| Set problem |
Copy out the lines of the records below from the line containing "Warehouse pick-planner input: mark the eyebrow" through the end of the records, inclusive, and give only those lines, with the requests unchanged. Scale every x and y coordinate in the answers by 1.75 and round each to a whole number, rounding halves up.

| Task input |
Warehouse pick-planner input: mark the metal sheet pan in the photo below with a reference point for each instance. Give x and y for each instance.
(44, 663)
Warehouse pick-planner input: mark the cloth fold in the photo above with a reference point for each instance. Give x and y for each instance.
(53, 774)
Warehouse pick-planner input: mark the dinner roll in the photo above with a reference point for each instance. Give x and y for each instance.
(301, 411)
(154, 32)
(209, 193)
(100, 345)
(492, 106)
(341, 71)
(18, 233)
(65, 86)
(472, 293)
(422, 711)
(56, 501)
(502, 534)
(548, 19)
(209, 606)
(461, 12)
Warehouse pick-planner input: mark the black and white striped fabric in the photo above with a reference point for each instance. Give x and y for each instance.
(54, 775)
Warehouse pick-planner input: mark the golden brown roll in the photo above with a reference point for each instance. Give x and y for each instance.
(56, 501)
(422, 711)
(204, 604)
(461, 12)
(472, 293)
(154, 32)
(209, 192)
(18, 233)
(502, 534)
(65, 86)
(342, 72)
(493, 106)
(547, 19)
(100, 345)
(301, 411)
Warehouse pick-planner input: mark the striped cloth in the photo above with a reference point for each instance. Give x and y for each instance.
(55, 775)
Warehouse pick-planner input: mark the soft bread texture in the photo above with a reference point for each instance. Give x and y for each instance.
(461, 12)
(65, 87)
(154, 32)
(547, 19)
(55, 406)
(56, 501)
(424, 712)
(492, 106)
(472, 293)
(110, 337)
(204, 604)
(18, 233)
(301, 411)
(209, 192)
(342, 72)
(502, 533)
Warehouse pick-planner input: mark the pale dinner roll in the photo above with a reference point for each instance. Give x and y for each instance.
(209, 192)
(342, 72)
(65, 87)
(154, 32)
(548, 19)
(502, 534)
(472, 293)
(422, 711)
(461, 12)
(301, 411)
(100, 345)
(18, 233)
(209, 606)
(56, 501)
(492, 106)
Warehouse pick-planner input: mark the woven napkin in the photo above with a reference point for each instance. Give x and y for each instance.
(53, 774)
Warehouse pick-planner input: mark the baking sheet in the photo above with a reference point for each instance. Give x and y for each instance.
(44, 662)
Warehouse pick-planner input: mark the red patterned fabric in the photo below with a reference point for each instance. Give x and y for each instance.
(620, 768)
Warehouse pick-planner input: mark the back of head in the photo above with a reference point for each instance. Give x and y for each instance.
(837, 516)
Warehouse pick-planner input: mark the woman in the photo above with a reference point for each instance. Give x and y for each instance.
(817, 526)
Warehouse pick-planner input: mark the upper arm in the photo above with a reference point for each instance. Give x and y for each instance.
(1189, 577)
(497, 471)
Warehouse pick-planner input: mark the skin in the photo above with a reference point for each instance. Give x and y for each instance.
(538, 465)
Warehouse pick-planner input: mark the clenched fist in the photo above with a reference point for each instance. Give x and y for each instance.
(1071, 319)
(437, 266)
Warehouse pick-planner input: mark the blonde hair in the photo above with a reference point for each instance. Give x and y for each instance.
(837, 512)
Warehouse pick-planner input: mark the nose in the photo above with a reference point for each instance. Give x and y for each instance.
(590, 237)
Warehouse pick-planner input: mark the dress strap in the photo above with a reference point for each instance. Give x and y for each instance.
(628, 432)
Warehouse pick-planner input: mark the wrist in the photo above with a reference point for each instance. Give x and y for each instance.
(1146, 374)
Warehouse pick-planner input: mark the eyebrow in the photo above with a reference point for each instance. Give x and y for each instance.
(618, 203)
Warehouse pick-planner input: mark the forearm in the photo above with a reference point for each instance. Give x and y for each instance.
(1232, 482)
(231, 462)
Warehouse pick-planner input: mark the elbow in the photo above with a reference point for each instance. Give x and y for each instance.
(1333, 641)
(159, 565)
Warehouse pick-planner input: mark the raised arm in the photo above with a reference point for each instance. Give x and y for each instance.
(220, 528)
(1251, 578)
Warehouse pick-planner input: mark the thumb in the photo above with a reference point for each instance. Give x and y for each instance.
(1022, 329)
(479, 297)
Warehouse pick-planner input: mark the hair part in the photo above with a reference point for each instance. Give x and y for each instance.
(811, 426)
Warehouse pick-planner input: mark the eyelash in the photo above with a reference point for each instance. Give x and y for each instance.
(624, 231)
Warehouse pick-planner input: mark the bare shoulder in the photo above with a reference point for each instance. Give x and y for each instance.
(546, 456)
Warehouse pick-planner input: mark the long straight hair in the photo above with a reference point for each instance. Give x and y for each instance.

| Finished exercise |
Warehouse pick-planner input: mark the eyebrow in the photo above with a reference point for each instance. Give x and y for each instance.
(1082, 355)
Warehouse pick-planner input: mark the forearm in the photo above with a reference point for each instance. Give x and y for each instance.
(2156, 844)
(404, 809)
Warehouse pick-planner input: mark the elbow in the photo above with a reference point for each instance. Give x and y for each instance.
(2333, 1122)
(278, 989)
Warehouse pick-planner input: mark the raised arm in the photo above with a reference point for each instance. Give x and y for each instance.
(385, 924)
(2189, 1012)
Warehouse pick-planner input: mark the thumb in the photo above with a reference point for each instance. Give x and y for each instance.
(1789, 576)
(838, 520)
Warehouse pick-planner input: mark the hair part in the photo above with a reference point for each instance. Give x and y for each instance.
(1419, 746)
Warehouse pick-planner input: mark the eyelash in the photo above with a reference point for each instance. Give x and y for each instance.
(1092, 404)
Warehouse pick-planner input: mark the bare shoulder in the photo above with a reference point for each instance. Give x and y for each instance.
(956, 798)
Warehouse pick-planner input: mark the long straight hair in the photo above with a reference point for each instance. Give x and y for each instance.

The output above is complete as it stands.